WRITTEN INSTRUCTION | Your task is to print the material below exactly as presented.

(Extracted records)
::::

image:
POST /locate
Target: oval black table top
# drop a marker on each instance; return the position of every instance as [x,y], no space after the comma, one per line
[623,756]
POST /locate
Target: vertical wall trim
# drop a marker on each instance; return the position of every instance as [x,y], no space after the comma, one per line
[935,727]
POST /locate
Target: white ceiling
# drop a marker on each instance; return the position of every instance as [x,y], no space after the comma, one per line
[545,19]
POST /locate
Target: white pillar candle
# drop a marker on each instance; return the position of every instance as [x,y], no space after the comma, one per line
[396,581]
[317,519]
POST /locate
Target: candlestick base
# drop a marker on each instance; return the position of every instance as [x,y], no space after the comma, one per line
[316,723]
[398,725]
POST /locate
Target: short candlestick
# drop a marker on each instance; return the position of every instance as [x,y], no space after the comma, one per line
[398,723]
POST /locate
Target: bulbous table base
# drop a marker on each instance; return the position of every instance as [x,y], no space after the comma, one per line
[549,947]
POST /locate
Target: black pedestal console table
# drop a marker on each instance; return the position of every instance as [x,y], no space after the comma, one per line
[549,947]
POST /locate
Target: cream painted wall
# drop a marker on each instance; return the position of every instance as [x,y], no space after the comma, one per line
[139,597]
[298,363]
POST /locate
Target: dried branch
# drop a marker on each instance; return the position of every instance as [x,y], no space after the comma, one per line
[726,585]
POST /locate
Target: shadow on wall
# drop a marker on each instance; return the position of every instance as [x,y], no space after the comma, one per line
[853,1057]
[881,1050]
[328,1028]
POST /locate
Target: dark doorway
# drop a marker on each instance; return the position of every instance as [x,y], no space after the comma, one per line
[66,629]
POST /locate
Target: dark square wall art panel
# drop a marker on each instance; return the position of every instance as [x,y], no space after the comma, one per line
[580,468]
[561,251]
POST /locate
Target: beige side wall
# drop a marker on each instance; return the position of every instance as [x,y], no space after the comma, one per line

::::

EXERCISE RESPONSE |
image:
POST /locate
Target: oval black table top
# drop a marker on each instance; return the position of every instance as [x,y], no space after the comma, one per line
[623,756]
POST /locate
Target: vertical wall trim
# drop a marker on each instance; return the position of every instance as [x,y], no space after the comma, one per line
[935,727]
POST /locate
Target: white ceiling
# drop a marker on each instance; return the position of every instance as [x,y], no space after the comma, one per line
[545,19]
POST /locate
Target: white pillar candle
# drop a marker on each instance; return the position of every instance as [x,y], no space after the comma, one per line
[396,581]
[317,519]
POST /locate
Target: candlestick base
# drop a marker on each instance; return the position of every instance as [x,y], no space after the comma, one per line
[316,723]
[398,725]
POST /locate
Target: short candlestick
# drop a marker on each instance; return the position of every instance as [x,y], no space after the comma, one per line
[398,723]
POST /locate
Target: bulbous table base
# drop a marker on each instance; return the position of every instance as [x,y], no space after the comma, one per line
[549,947]
POST /locate
Target: black pedestal console table
# drop a marker on each instance; return the position of every instance as [x,y], no space after the comma, one per line
[549,947]
POST /locate
Target: cream painted wall
# drop a marker on each instance; return the position of every instance as [x,y], no space after the comma, one per line
[139,597]
[298,363]
POST /locate
Target: dried branch
# drop a marker on each instance; return the position of every instance as [x,y], no space after the comma, one per line
[726,585]
POST /locate
Target: shadow on wall
# drop a marker on each instance; return the position of every instance as [x,y], no space after the comma, one per line
[853,1057]
[881,1050]
[328,1028]
POST /locate
Target: dark doorway
# drop a marker on each instance; return the position of every instance as [x,y], no space after the comma, one per line
[66,629]
POST /locate
Target: dark square wall art panel
# drop a marker on each instance; return the position of every instance as [x,y], no space after the comma, one per line
[580,468]
[561,251]
POST /locate
Target: beige side wall
# drop a marker on each instance; return the position of every instance as [x,y], no space after the comma, one per line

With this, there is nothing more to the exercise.